Task objective: Update the rows below by changing each "Found at" to "Located at" and keeping everything else the same. Leave the pictures out of your answer.

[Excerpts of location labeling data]
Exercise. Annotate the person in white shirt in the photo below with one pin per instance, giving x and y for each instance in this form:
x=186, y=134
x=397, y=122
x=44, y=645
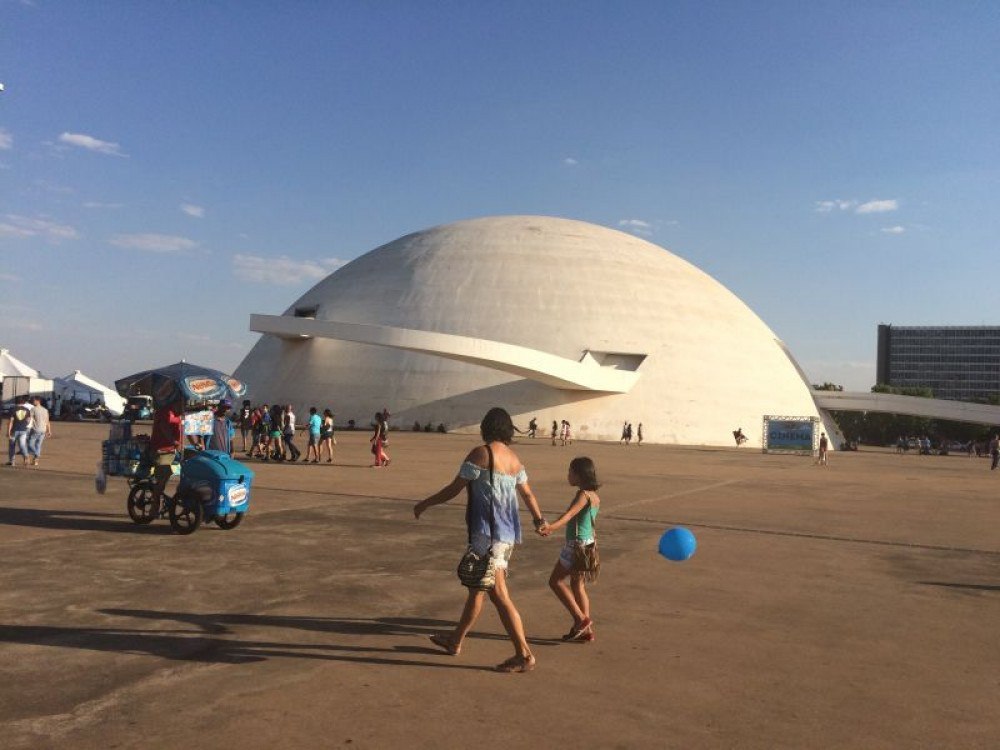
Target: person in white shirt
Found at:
x=41, y=428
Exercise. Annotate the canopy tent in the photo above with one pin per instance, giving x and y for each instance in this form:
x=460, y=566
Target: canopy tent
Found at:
x=191, y=382
x=79, y=386
x=11, y=365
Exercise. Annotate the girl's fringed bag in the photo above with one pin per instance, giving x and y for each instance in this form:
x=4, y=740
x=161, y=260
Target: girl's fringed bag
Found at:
x=586, y=558
x=478, y=571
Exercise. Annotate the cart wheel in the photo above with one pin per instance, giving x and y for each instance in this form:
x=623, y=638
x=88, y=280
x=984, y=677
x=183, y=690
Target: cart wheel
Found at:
x=229, y=521
x=142, y=508
x=185, y=513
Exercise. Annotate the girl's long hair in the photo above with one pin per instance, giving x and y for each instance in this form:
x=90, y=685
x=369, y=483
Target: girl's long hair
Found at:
x=585, y=471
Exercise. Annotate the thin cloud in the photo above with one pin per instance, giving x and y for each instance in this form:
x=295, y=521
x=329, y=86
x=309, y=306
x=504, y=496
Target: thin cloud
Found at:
x=90, y=143
x=837, y=204
x=190, y=209
x=154, y=243
x=877, y=207
x=24, y=325
x=282, y=269
x=636, y=226
x=22, y=227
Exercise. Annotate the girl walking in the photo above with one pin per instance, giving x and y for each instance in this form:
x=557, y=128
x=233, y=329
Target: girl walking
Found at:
x=494, y=478
x=378, y=440
x=326, y=436
x=579, y=522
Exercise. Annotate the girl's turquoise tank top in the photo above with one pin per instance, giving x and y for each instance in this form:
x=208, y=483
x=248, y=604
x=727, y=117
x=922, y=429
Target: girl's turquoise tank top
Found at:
x=581, y=528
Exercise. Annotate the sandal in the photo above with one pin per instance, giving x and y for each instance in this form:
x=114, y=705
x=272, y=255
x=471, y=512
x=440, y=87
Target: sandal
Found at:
x=577, y=632
x=444, y=642
x=517, y=663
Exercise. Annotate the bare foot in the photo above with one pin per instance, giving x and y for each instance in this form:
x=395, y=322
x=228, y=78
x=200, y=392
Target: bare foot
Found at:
x=444, y=642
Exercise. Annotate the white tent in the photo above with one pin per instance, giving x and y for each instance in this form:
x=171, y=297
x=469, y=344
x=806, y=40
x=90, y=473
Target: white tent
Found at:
x=79, y=386
x=11, y=365
x=20, y=379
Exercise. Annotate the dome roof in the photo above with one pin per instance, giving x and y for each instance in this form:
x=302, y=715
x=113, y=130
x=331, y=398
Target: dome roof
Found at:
x=704, y=363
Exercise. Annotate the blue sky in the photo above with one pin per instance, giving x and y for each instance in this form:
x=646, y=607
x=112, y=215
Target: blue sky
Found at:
x=166, y=169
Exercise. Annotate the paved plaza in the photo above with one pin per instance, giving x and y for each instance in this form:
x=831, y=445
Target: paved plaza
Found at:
x=852, y=606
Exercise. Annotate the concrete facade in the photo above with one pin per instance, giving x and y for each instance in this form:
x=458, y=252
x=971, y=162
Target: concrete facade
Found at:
x=398, y=327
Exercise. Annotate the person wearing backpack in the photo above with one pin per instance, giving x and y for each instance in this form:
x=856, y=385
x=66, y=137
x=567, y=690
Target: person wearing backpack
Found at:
x=245, y=419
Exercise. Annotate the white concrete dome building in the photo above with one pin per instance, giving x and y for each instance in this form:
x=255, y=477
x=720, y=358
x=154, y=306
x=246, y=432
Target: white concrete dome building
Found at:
x=549, y=318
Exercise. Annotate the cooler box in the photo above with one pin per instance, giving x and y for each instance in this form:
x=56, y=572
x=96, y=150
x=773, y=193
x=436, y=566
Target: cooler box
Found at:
x=222, y=482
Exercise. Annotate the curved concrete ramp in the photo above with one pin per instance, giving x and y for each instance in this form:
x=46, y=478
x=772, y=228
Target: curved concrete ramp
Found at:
x=558, y=372
x=914, y=406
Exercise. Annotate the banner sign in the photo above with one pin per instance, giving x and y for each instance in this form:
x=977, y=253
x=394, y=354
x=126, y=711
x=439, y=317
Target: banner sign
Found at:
x=198, y=423
x=798, y=435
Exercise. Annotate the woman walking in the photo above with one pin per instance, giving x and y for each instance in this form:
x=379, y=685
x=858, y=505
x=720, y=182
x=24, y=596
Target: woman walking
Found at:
x=378, y=440
x=326, y=436
x=288, y=435
x=273, y=447
x=494, y=478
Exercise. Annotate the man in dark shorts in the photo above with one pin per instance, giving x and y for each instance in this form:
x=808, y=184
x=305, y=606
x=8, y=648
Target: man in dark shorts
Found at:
x=167, y=437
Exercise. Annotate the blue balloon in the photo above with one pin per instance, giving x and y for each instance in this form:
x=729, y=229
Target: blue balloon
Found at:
x=678, y=544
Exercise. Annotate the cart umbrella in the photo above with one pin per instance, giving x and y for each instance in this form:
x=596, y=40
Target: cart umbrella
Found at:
x=182, y=379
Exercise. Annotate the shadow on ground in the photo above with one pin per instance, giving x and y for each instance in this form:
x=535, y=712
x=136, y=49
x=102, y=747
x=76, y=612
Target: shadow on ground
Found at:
x=952, y=585
x=206, y=643
x=75, y=520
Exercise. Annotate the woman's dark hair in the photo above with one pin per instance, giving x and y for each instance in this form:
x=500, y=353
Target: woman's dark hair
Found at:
x=497, y=426
x=584, y=470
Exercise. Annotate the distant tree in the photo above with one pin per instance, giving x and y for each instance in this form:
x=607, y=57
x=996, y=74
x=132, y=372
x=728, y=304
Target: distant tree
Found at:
x=883, y=429
x=828, y=387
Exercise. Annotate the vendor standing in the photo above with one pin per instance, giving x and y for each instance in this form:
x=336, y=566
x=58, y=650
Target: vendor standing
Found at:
x=221, y=439
x=164, y=442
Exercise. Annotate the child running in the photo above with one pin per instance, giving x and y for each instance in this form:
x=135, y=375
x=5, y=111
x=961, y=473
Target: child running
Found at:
x=579, y=522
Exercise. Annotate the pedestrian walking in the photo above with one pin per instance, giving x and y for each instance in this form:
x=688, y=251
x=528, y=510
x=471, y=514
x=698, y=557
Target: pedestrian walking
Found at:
x=326, y=436
x=288, y=435
x=577, y=559
x=378, y=440
x=18, y=425
x=41, y=428
x=494, y=479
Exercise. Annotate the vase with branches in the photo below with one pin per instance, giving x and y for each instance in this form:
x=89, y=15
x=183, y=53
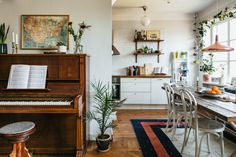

Answer:
Exercise. Annotate the person in white shirt in the photo below with one pin per instance, giving x and y for each instance in this form:
x=186, y=134
x=397, y=122
x=44, y=645
Target: person in white shirt
Located at:
x=41, y=428
Exercise. Annotate the canopy tent in the photo above with one pin per instance, giving x and y for each instance in this form:
x=460, y=566
Target: canopy tent
Located at:
x=191, y=382
x=79, y=386
x=11, y=365
Exercise. Annotate the girl's fringed bag in the photo above with one pin per instance, giving x and y for each instance in this form:
x=4, y=740
x=161, y=260
Target: girl's fringed bag
Located at:
x=586, y=558
x=478, y=571
Exercise. Annotate the cart wheel in the photo above with one pin per instance, giving x and y for each instance in this form:
x=623, y=638
x=88, y=280
x=984, y=677
x=183, y=690
Target: cart wheel
Located at:
x=229, y=521
x=142, y=508
x=185, y=513
Exercise. Annotate the girl's long hair in the photo above with one pin per instance, giving x and y for each instance in this form:
x=90, y=685
x=369, y=483
Target: girl's long hair
Located at:
x=585, y=471
Exercise. Annotate the thin cloud in the photo above with one pin per instance, giving x and y for each instance in this form:
x=295, y=521
x=329, y=86
x=309, y=306
x=504, y=496
Target: thin cloud
Located at:
x=90, y=143
x=837, y=204
x=190, y=209
x=154, y=243
x=877, y=207
x=24, y=325
x=282, y=269
x=636, y=226
x=22, y=227
Exercise. Annotate the girl walking in the photo above with one pin per instance, giving x and y for each instance in this form:
x=557, y=128
x=233, y=329
Target: girl walking
Located at:
x=494, y=478
x=378, y=440
x=326, y=436
x=579, y=522
Exercise. Annotate the girl's turquoise tank top in the photo above with one pin per instance, giving x and y for each instance in this form:
x=208, y=483
x=248, y=604
x=727, y=117
x=922, y=429
Target: girl's turquoise tank top
Located at:
x=581, y=528
Exercise. Annotate the sandal in the photo above with one pin per instance, giving x and y for each instance in this form:
x=114, y=705
x=272, y=255
x=471, y=512
x=440, y=87
Target: sandal
Located at:
x=577, y=632
x=444, y=642
x=517, y=663
Exercise. Annotate the bare foot in the photo above with one pin per instance, giving x and y for each instance in this form:
x=395, y=322
x=228, y=78
x=200, y=392
Target: bare foot
Located at:
x=444, y=642
Exercise. Annotate the white tent in the photo above with one pin per instance, giving x and y for each instance in this form:
x=171, y=297
x=469, y=344
x=806, y=40
x=90, y=473
Target: white tent
Located at:
x=79, y=386
x=11, y=365
x=20, y=379
Exercise. Annotate the dome roof in the photo above with one pin per instance, giving x and y for each instance in this form:
x=302, y=715
x=113, y=130
x=331, y=398
Target: dome roof
Located at:
x=704, y=363
Exercise. Annotate the blue sky in the photo above with one pin per instance, giving x and y for each instance in this form:
x=646, y=607
x=112, y=215
Target: blue sky
Located at:
x=166, y=169
Exercise. Annotate the paved plaza in the photo above with one pin per instance, giving x and y for each instance in this form:
x=831, y=445
Target: paved plaza
Located at:
x=852, y=606
Exercise. Annotate the concrete facade in the photo above with one pin per instance, giving x and y for each instance in this form:
x=458, y=252
x=971, y=162
Target: concrete facade
Located at:
x=398, y=327
Exercise. Annotate the person wearing backpack in the photo above with one pin per instance, giving x and y for each instance in this form:
x=856, y=385
x=66, y=137
x=567, y=690
Target: person wearing backpack
Located at:
x=245, y=419
Exercise. Annotate the white concrete dome building in the photo above with one pin per instance, giving x and y for each instance in this form:
x=255, y=477
x=720, y=358
x=154, y=306
x=246, y=432
Target: white concrete dome building
Located at:
x=549, y=318
Exercise. Annotate the cooler box in the photo above with one pin per instance, giving x and y for each instance in this form:
x=56, y=572
x=96, y=150
x=773, y=193
x=436, y=566
Target: cooler box
Located at:
x=222, y=482
Exercise. Annotate the curved concrete ramp in the photo above with one pin per instance, giving x and y for each instance in this form:
x=46, y=478
x=772, y=228
Target: curved concrete ramp
Located at:
x=558, y=372
x=914, y=406
Exercise. Annotate the banner sign in the photo above with one pin per instance, giving x and y for each instance in this form:
x=977, y=253
x=394, y=354
x=126, y=711
x=439, y=317
Target: banner sign
Located at:
x=198, y=423
x=798, y=435
Exercise. Annotate the woman walking in the photo above with one pin per instance, giving x and y for each instance in this form:
x=379, y=685
x=858, y=505
x=720, y=182
x=24, y=596
Target: woman walking
Located at:
x=378, y=440
x=326, y=436
x=288, y=435
x=273, y=447
x=494, y=478
Exercise. Annotate the man in dark shorts in the photo above with one pin per instance, giving x and y for each instance in this form:
x=808, y=184
x=305, y=606
x=8, y=648
Target: man in dark shorts
Located at:
x=167, y=437
Exercise. Annotate the blue balloon in the photo above with one pin per instance, giving x and y for each instance in this form:
x=729, y=229
Target: blue balloon
Located at:
x=678, y=544
Exercise. Annotate the cart umbrella in the photo above with one pin per instance, giving x and y for each instance in this form:
x=596, y=40
Target: cart umbrella
Located at:
x=182, y=379
Exercise. Annotate the shadow on ground in the photo above with one pin per instance, giving x and y for each instance in this form:
x=535, y=712
x=136, y=49
x=102, y=747
x=76, y=612
Target: shadow on ground
Located at:
x=952, y=585
x=206, y=643
x=75, y=520
Exercise. Annotate the woman's dark hair in the photo above with one pin per instance, giving x and y for each instance in this form:
x=500, y=353
Target: woman's dark hair
Located at:
x=497, y=426
x=584, y=470
Exercise. Annotate the distant tree in the photo above with one pin per instance, giving x and y for each instance in this form:
x=607, y=57
x=996, y=74
x=132, y=372
x=728, y=304
Target: distant tree
Located at:
x=883, y=429
x=828, y=387
Exercise. Annotate the vendor standing in the photo above with one pin per instance, giving x and y for each instance in this form:
x=336, y=566
x=58, y=650
Target: vendor standing
Located at:
x=221, y=439
x=164, y=442
Exercise. Annotate the child running in the photo above with one pin per instance, giving x and y for each instance in this form:
x=135, y=375
x=5, y=111
x=961, y=473
Target: child running
Located at:
x=579, y=522
Exercise. Annotate the pedestrian walking in the photo above with one pin per instance, giving x and y for each instance in this form:
x=688, y=251
x=528, y=510
x=471, y=514
x=698, y=557
Target: pedestrian walking
Located at:
x=326, y=436
x=288, y=435
x=577, y=559
x=378, y=440
x=18, y=425
x=41, y=428
x=494, y=479
Exercise. Annotate the vase with branches in the photo below with one pin per instance, giving x and y for each instance in this form:
x=89, y=15
x=183, y=53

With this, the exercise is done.